+++ Supplied records +++
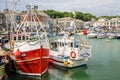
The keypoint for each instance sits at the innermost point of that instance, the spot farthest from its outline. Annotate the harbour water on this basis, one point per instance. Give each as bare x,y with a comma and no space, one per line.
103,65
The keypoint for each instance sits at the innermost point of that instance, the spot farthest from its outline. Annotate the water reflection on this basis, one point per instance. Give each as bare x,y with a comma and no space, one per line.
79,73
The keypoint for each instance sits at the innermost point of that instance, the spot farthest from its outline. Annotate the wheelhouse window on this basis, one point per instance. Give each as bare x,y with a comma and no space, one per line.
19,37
+++
+++ Supplied records +++
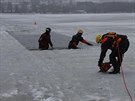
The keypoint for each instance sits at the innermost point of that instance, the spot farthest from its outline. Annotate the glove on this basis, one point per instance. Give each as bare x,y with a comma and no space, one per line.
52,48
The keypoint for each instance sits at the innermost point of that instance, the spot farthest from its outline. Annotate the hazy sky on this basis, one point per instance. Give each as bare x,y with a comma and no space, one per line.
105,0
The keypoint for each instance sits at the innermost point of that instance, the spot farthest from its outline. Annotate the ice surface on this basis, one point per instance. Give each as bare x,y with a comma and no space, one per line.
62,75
+++
+++ Supplied records +++
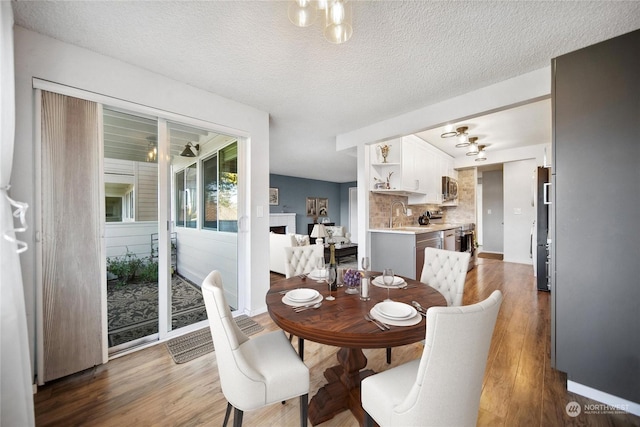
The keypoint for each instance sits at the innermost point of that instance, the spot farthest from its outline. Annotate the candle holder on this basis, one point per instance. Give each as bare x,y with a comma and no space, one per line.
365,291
+++
Count the lines of the entries above that contain the string "holder", matching case exactly. Give only the number.

1